**WRITTEN EXERCISE 1**:
According to the article on P.J. Brown, what were the length and value of the free-agent contract he signed in July?

P.J. Brown's huge contract raised a lot of eyebrows, but he has been worth every penny to Miami

In early November, during a game against the Bulls at Chicago's United Center, Heat forward P.J. Brown stood by himself at half-court while a teammate shot free throws. He must have cherished the solitude of the moment. In July, Brown--a relative unknown who had averaged just 8.4 points per game in three seasons with the Nets--had signed one of the year's most lucrative free-agent contracts, seven years at $36 million, and had then spent the next several months deflecting criticism from fans, the media, sourpuss NBA veterans and even his wife, Dee, a former collegiate player whom Brown had met while the two were at Louisiana Tech. "She took one look at the Heat's roster and said, 'Where are you going to fit in?'" Brown recalls.

But that night against the Bulls, as he leaned over at center court, he felt a player bump him gently from the side. "Hey," said Michael Jordan. "Congratulations on your contract."

"At the time a lot of people were saying, 'Who the hell is P.J. Brown, and how can he be worth this kind of money?'" Brown says. "But then the best player in basketball--who for a long time was also one of the game's most underpaid--was standing next to me, congratulating me on my deal. That straightened everything out for me pretty quick right there."

Brown offered Jordan a quiet thanks, then realized that players were running past him. "I got so caught up in what he'd said that I forgot about guarding him," he says. "I had to get back on defense."

Which is where he proved himself. In Miami, the 6'11", 240-pound Brown has come to be regarded as one of the league's most tenacious defenders and best role players. After beginning the season as the Heat's sixth man, he worked his way into the starting lineup and finished second on the team in rebounds (8.4 per game), blocks (1.23) and steals (1.06) while averaging 9.5 points.

**RAW DATA**:

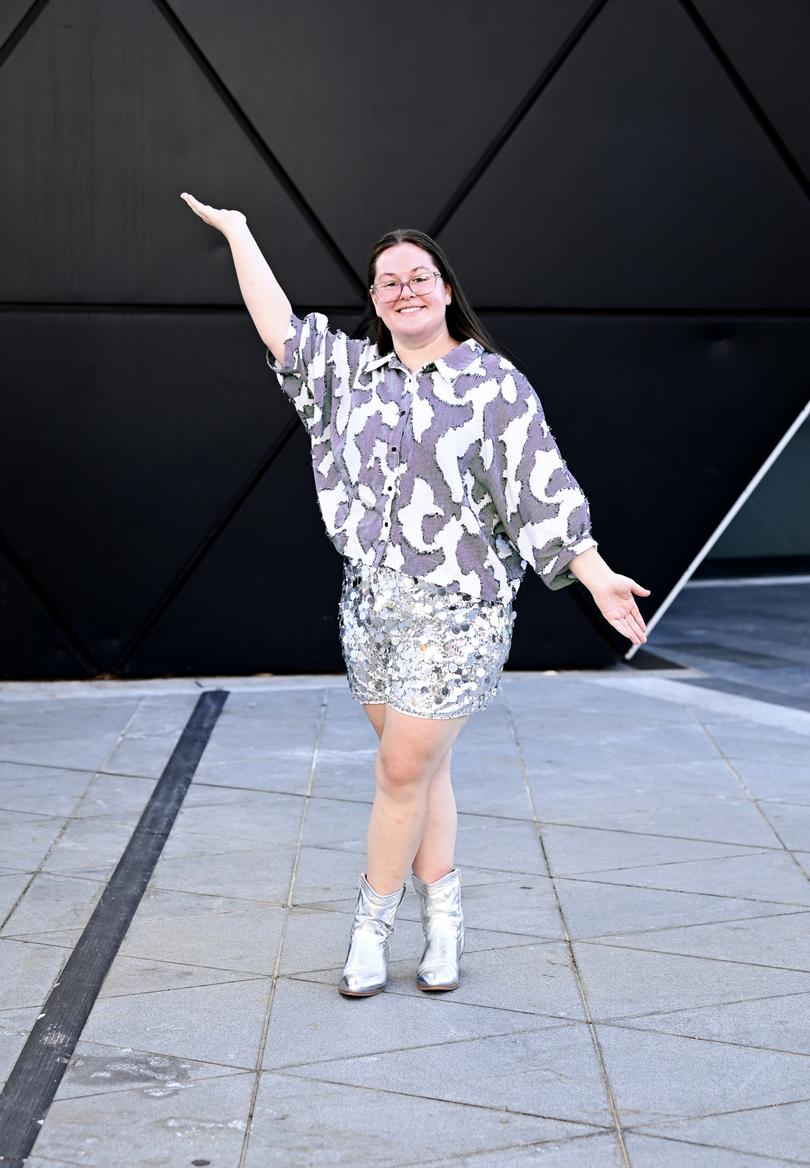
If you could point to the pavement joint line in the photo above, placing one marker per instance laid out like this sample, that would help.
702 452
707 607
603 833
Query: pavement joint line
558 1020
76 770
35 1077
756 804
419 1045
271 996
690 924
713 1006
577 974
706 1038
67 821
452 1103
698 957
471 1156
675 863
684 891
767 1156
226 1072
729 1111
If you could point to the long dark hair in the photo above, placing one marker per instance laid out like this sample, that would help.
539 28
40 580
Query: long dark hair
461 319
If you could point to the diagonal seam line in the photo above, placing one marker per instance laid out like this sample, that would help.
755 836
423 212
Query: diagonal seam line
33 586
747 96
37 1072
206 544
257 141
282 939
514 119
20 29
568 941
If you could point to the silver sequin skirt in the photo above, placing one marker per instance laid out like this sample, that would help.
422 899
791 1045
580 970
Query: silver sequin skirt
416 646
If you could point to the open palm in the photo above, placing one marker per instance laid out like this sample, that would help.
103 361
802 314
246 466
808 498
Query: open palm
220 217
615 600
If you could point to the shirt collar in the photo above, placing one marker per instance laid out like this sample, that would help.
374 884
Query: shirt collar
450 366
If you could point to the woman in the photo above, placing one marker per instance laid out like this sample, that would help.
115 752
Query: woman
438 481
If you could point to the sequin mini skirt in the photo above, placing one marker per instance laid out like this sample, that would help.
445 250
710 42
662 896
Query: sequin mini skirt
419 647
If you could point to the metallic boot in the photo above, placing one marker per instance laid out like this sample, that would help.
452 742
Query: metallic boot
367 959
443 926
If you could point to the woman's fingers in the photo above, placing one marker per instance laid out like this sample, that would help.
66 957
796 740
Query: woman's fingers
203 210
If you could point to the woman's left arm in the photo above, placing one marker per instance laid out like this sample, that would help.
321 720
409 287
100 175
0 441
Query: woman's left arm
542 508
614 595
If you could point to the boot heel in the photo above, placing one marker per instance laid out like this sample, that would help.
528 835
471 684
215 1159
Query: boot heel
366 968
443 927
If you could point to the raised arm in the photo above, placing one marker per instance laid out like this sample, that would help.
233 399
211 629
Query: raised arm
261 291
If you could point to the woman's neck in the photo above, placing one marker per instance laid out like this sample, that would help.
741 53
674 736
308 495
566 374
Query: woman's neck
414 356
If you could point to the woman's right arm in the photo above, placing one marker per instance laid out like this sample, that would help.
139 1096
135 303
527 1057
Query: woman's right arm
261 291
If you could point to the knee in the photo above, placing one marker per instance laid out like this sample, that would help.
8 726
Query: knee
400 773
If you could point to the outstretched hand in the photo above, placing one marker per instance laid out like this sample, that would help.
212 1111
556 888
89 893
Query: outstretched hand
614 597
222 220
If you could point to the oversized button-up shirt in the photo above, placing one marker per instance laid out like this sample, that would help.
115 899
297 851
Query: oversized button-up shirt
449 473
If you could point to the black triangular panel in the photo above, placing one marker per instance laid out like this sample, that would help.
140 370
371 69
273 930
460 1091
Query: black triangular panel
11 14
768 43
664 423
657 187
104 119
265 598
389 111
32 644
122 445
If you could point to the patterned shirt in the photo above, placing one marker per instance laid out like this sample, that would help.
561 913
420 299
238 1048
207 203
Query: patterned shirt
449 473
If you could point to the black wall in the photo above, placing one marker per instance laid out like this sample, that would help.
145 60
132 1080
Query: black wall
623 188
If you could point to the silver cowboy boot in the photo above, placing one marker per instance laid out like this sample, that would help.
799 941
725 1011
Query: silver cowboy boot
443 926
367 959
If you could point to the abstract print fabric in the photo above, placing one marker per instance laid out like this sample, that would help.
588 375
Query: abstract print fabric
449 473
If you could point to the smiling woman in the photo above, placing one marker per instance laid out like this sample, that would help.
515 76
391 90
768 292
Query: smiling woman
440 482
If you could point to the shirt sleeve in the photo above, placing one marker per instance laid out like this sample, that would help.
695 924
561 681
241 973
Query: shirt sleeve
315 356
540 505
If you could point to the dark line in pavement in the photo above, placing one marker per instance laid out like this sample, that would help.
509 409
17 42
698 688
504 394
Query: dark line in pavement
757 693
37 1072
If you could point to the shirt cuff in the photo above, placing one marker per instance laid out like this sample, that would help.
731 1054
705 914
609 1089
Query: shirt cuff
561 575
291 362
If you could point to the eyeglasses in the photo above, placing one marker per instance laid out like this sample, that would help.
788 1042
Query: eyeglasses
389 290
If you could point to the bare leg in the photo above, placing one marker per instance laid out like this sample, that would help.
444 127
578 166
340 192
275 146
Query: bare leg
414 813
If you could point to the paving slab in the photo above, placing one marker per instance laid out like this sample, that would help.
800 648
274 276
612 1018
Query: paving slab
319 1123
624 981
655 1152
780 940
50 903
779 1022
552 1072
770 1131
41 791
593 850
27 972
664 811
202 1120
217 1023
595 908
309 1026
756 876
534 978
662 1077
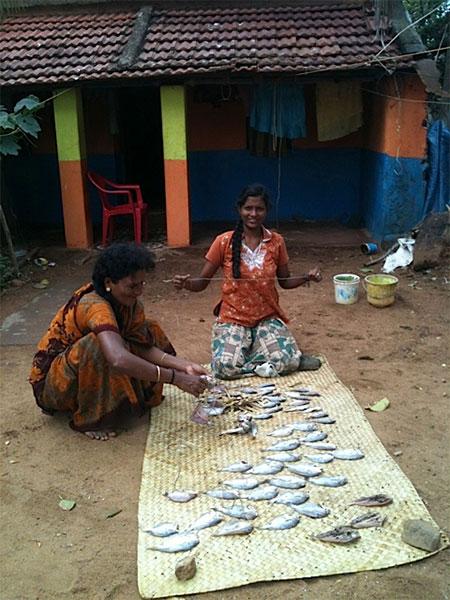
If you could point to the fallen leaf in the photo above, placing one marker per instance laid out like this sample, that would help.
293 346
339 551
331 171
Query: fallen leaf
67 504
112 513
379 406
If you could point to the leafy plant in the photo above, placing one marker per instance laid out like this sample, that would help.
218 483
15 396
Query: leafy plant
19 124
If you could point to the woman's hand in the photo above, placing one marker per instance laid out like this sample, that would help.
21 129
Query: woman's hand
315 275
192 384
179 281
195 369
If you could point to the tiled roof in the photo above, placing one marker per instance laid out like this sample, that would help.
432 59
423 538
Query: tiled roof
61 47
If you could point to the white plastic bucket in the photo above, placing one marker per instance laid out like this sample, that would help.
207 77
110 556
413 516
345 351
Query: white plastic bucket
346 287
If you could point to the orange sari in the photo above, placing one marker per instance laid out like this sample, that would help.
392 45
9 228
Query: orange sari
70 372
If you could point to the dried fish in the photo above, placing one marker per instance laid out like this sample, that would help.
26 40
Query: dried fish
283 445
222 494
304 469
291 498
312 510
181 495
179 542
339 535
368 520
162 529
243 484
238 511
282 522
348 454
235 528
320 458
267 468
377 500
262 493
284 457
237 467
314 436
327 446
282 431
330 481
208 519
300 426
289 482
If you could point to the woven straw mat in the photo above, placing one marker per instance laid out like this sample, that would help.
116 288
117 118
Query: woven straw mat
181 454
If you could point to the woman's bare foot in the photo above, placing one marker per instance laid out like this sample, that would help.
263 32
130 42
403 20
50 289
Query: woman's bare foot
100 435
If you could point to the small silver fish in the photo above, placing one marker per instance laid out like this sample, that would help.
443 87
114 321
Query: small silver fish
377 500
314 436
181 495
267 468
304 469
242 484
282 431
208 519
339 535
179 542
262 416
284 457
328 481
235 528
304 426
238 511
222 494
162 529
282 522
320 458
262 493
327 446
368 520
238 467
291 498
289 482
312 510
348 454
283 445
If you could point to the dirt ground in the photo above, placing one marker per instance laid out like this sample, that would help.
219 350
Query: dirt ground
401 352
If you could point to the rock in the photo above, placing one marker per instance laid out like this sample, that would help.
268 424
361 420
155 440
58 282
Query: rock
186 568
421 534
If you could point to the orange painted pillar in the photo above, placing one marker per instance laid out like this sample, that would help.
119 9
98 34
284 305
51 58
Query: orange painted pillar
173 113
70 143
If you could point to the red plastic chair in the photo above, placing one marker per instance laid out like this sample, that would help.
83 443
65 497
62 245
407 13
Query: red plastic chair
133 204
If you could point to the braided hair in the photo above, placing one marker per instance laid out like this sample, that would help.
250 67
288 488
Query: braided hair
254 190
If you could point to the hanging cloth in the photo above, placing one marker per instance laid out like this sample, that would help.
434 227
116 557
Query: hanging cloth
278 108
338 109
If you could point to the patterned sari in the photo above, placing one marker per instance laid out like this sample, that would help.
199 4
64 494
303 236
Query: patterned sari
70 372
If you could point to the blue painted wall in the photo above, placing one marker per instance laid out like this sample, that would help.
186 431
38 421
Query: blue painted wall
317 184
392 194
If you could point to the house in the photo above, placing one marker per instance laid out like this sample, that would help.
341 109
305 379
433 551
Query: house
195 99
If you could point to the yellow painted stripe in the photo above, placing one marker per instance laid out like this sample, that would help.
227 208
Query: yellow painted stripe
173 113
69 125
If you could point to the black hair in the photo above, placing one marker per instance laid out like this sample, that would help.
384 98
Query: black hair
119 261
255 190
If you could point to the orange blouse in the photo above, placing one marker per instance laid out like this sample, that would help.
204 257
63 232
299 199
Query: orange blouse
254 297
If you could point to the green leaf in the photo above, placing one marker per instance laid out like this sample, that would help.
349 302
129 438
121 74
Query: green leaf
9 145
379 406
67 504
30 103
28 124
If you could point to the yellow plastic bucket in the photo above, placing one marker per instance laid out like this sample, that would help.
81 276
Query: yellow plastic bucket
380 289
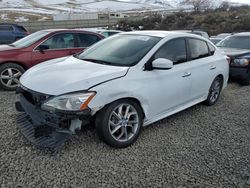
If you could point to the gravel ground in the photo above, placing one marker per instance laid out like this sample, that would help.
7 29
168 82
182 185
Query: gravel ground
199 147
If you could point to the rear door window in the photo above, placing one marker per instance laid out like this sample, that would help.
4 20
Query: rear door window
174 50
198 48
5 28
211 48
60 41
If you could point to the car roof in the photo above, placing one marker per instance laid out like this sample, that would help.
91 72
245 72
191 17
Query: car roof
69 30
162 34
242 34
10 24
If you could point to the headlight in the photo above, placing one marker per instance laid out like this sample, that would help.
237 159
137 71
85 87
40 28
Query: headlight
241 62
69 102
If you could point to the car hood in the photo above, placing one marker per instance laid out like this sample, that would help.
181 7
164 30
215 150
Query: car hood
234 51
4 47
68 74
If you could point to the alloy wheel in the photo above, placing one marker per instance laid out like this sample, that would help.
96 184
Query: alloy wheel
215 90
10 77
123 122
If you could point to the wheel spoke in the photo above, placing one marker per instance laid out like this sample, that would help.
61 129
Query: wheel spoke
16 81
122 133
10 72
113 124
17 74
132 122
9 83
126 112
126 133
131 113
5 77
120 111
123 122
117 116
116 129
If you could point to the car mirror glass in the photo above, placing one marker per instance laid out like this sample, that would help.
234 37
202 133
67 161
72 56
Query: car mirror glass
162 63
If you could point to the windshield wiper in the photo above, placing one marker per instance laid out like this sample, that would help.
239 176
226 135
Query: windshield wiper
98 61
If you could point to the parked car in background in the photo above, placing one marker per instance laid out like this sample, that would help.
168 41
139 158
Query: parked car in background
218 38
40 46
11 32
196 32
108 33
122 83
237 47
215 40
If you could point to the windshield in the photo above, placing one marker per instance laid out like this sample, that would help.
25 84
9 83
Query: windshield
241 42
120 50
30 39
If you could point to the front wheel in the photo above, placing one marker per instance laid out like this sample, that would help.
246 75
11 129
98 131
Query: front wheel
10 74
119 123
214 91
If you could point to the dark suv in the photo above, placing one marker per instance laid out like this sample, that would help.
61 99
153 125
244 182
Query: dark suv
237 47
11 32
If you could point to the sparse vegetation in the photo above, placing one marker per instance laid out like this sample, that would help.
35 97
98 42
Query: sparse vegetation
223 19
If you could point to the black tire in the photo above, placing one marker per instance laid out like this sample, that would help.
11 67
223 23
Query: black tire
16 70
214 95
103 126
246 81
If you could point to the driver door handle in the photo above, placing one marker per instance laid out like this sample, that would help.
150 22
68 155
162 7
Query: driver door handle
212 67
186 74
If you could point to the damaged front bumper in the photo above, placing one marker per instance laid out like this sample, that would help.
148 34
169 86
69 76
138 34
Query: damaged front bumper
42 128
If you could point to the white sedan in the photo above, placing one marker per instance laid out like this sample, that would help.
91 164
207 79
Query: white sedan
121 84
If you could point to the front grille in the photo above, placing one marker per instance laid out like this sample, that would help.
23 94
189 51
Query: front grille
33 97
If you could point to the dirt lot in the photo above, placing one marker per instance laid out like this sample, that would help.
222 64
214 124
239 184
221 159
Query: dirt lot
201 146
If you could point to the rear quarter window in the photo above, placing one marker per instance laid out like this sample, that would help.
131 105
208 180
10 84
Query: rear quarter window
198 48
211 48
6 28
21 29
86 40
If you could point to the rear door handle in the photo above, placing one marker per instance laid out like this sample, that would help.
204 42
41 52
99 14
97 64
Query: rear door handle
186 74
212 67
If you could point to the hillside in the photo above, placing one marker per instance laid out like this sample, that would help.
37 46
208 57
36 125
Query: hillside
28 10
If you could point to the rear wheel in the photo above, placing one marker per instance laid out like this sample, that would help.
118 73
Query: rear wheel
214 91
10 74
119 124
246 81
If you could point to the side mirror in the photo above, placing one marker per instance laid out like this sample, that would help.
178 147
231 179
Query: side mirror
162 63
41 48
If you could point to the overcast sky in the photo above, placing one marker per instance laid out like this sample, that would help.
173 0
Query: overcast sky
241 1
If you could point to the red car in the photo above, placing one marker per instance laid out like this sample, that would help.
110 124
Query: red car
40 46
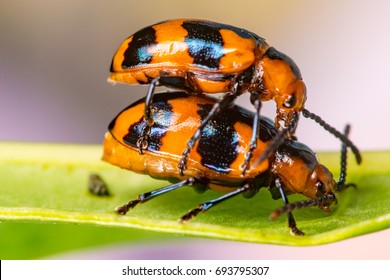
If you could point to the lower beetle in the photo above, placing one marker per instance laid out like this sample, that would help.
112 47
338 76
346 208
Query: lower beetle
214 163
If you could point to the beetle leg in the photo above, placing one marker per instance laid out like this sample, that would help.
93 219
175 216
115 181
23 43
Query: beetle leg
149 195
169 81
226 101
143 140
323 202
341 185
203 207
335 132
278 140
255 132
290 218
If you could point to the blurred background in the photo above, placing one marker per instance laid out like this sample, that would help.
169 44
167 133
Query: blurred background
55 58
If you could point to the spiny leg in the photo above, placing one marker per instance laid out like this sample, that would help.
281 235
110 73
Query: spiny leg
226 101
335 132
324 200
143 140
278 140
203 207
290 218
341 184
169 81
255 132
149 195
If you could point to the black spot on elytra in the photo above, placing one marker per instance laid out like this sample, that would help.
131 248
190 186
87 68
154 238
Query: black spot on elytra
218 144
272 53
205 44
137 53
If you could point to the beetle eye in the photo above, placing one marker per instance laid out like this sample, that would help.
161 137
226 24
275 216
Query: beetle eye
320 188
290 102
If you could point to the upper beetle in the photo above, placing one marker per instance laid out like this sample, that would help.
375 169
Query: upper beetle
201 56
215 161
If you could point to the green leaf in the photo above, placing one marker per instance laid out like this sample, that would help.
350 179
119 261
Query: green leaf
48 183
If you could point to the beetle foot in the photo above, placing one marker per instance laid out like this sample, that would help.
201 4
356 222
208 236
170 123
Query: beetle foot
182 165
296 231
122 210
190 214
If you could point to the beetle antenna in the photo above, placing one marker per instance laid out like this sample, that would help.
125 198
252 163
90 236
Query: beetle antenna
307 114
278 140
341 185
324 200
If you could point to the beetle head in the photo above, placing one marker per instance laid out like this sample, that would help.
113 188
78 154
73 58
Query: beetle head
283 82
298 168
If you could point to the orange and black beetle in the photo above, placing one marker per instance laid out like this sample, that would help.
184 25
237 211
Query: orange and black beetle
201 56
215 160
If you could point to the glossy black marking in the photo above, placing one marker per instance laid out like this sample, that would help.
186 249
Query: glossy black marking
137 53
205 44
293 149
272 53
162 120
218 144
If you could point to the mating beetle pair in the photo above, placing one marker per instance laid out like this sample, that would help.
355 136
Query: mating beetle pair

**WRITTEN EXERCISE 2**:
Report the number of lines in the records that contain the string "upper". Give only the number.

**FULL RESPONSE 1**:
Seven years at $36 million.

**FULL RESPONSE 2**:
2